STATED TASK: Format the lines from the one containing "If you could point at the gold fish" through the last line of the entries below, both included, as a JSON list of strings, one string per line, with blank lines left out.

LISTING:

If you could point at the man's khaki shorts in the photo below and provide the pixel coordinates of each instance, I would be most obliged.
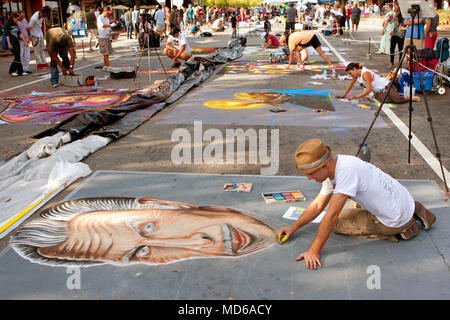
(360, 223)
(105, 46)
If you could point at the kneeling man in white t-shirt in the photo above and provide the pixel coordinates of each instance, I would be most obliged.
(177, 47)
(385, 209)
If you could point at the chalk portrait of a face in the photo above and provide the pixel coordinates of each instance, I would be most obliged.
(123, 231)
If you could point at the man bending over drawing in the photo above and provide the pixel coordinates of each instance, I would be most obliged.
(384, 208)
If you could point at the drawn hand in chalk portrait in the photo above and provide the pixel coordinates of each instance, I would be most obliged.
(305, 98)
(124, 231)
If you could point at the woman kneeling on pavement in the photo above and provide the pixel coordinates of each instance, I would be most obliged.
(372, 83)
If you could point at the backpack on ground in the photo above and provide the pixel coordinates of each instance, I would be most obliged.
(444, 50)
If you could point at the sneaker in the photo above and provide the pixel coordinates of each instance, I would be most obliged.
(424, 216)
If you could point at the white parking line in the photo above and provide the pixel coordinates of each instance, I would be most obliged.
(429, 158)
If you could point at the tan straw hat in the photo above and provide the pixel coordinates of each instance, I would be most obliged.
(311, 155)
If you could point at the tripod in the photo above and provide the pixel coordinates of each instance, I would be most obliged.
(149, 47)
(411, 50)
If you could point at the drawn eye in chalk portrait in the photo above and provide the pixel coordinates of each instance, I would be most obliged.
(304, 98)
(123, 231)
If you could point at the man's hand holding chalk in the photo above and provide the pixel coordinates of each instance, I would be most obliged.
(283, 234)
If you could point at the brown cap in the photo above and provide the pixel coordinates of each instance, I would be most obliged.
(311, 155)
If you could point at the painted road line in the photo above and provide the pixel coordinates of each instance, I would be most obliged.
(429, 158)
(336, 53)
(432, 161)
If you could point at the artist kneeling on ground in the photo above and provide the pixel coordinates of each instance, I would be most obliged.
(385, 209)
(372, 82)
(177, 47)
(299, 41)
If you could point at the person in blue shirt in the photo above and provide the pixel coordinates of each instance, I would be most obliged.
(417, 33)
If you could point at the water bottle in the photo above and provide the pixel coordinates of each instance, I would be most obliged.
(365, 153)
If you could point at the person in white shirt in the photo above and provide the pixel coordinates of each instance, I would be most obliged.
(384, 208)
(104, 36)
(37, 36)
(372, 83)
(177, 47)
(160, 18)
(135, 19)
(98, 11)
(22, 23)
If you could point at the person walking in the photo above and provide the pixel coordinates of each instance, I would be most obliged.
(348, 15)
(37, 36)
(13, 36)
(129, 23)
(355, 15)
(291, 15)
(59, 45)
(398, 35)
(91, 27)
(160, 18)
(173, 19)
(388, 27)
(24, 46)
(135, 20)
(104, 36)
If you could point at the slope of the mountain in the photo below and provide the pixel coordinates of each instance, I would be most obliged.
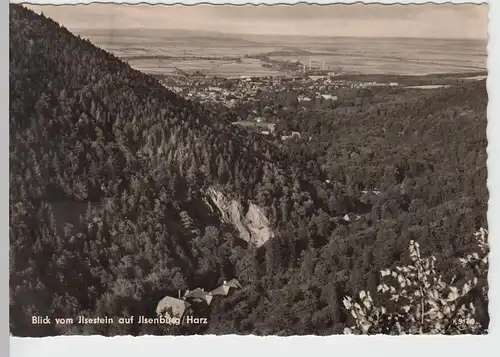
(122, 192)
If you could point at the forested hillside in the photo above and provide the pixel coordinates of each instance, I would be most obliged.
(110, 211)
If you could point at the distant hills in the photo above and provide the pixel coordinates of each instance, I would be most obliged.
(122, 192)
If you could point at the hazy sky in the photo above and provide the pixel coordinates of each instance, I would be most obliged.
(466, 21)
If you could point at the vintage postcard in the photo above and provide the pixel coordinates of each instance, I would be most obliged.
(248, 170)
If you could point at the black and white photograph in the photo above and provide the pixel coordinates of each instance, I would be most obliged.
(282, 170)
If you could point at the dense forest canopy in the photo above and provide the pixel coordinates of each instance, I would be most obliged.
(107, 166)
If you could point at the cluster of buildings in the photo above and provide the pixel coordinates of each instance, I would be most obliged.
(233, 92)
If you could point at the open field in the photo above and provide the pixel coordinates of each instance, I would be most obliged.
(161, 52)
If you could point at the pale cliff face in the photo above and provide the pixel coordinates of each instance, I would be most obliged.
(252, 225)
(467, 21)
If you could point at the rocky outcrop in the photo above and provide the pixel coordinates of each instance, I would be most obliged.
(251, 223)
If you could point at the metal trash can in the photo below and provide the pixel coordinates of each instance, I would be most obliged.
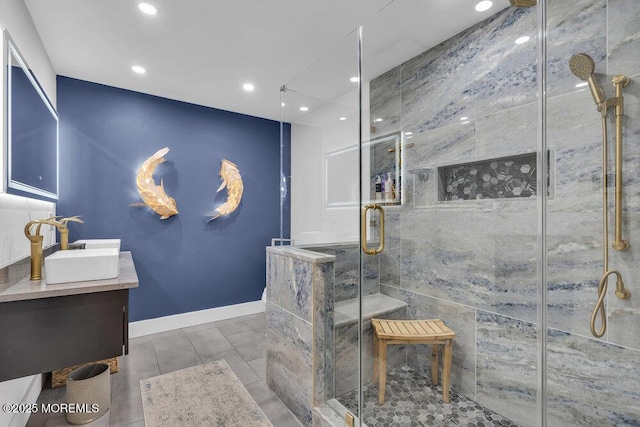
(88, 393)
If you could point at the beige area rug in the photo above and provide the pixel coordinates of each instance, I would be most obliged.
(204, 395)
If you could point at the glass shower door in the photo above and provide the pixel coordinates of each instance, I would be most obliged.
(321, 195)
(593, 350)
(456, 88)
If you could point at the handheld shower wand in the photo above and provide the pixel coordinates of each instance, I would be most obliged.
(582, 66)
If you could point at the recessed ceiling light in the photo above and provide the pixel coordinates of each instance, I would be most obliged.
(484, 5)
(138, 69)
(147, 8)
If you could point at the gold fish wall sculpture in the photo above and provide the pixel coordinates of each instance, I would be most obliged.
(233, 181)
(151, 194)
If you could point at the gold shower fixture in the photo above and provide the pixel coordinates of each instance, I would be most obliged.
(583, 67)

THE REPLY:
[
  "If you could point at the gold fish wall sculpture in the photo above and provide the pixel coordinates of each instance, I would be most obliged.",
  "(233, 181)",
  "(151, 194)",
  "If you could point at the gold shower fixture in the photo above and provide the pixel coordinates of each instance, I would be most obliged.",
  "(583, 67)"
]